**Фрагмент документа**
= = =
Читать книгу Пристально вглядываясь. Кривое зеркало русской реальности. Статьи 2014-2017 годов - Игорь Яковенко - Страница 7

Россия и собственность

Оглавление

Обращающийся к проблеме собственности в нашей стране обнаруживает, что тема эта не относится к глубоко разработанным и пользующимся повышенным интересом. Юристы, историки, экономисты пишут о собственности, однако дискурс собственности не лежит в зоне остро востребованного, не рождает горячего интереса. Возникает такое ощущение, что относительно собственности существует общая конвенция, сформирован вердикт, выводящий собственность из пространства «настоящих», достойных ценностей и реалий российской жизни. Вот что пишет по этому поводу американский историк, специалист по истории России и СССР Ричард Пайпс: «Одной из главных тем западной политической теории на протяжении последних 2500 лет был спор по поводу достоинств и недостатков частной собственности, в России же эта тема едва затрагивается ввиду единодушного, по существу, мнения, что речь идет о безусловном зле»33.
= = =
**Записи набора данных**
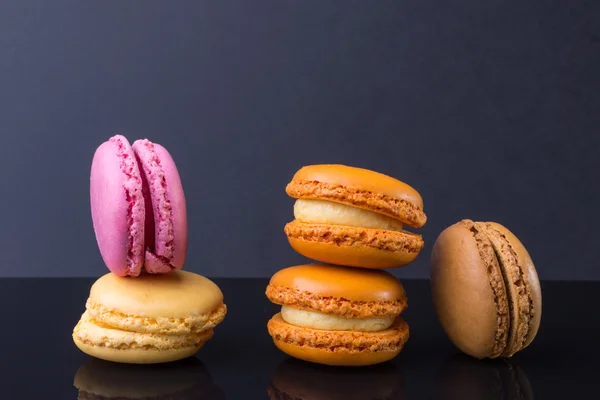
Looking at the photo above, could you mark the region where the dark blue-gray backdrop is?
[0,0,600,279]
= = =
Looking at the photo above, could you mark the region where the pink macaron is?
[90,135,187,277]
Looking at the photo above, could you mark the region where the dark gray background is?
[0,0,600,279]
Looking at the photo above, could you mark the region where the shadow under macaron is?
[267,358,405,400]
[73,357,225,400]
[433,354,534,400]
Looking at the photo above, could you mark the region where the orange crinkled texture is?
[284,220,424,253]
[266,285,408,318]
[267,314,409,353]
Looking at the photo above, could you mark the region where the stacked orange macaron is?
= = =
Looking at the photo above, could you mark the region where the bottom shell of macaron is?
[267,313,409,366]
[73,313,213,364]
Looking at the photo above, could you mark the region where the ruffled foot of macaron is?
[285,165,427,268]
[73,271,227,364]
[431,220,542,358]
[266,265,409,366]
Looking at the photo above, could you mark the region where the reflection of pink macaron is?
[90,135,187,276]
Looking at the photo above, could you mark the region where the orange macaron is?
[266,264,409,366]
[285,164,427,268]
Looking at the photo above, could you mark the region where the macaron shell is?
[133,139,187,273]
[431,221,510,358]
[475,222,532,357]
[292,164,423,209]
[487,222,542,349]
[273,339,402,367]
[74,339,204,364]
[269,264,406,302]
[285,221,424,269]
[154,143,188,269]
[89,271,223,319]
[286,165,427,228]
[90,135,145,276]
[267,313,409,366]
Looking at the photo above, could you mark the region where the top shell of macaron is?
= = =
**Задание**
Продолжите текст о России и собственности, начав сразу после его последнего предложения.

**Ответ**
В глубине души всякий нормальный россиянин убежден в том, что лучше быть богатым и здоровым, чем бедным и больным, и рад любому приумножению собственного достатка. В то же время его личное отношение к материальному благополучию, богатству афишируется редко и неохотно: приверженность собственности неприлична, как неприлично рукоблудство, в котором не пристало признаваться вслух. Та культура, к которой принадлежит наш соотечественник, трактует обладание собственностью как некую дань человеческому несовершенству, как «попущение господне», в котором стыдно признаваться. А потому «хорошо и правильно» декларировать уверенность в том, что в некой эсхатологической перспективе собственность сгинет и настанет другая, настоящая жизнь. Что многими с готовностью исполняется. Однако в условиях реальности взыскания традиционной для россиянина культуры все чаще трансформируются в следующее: «Деньги, конечно же, зло, и в некоторой перспективе они сгинут, но хотелось бы, чтобы у меня их было побольше». При этом зачастую человек чувствует себя весьма некомфортно. Почему? Попробуем разобраться.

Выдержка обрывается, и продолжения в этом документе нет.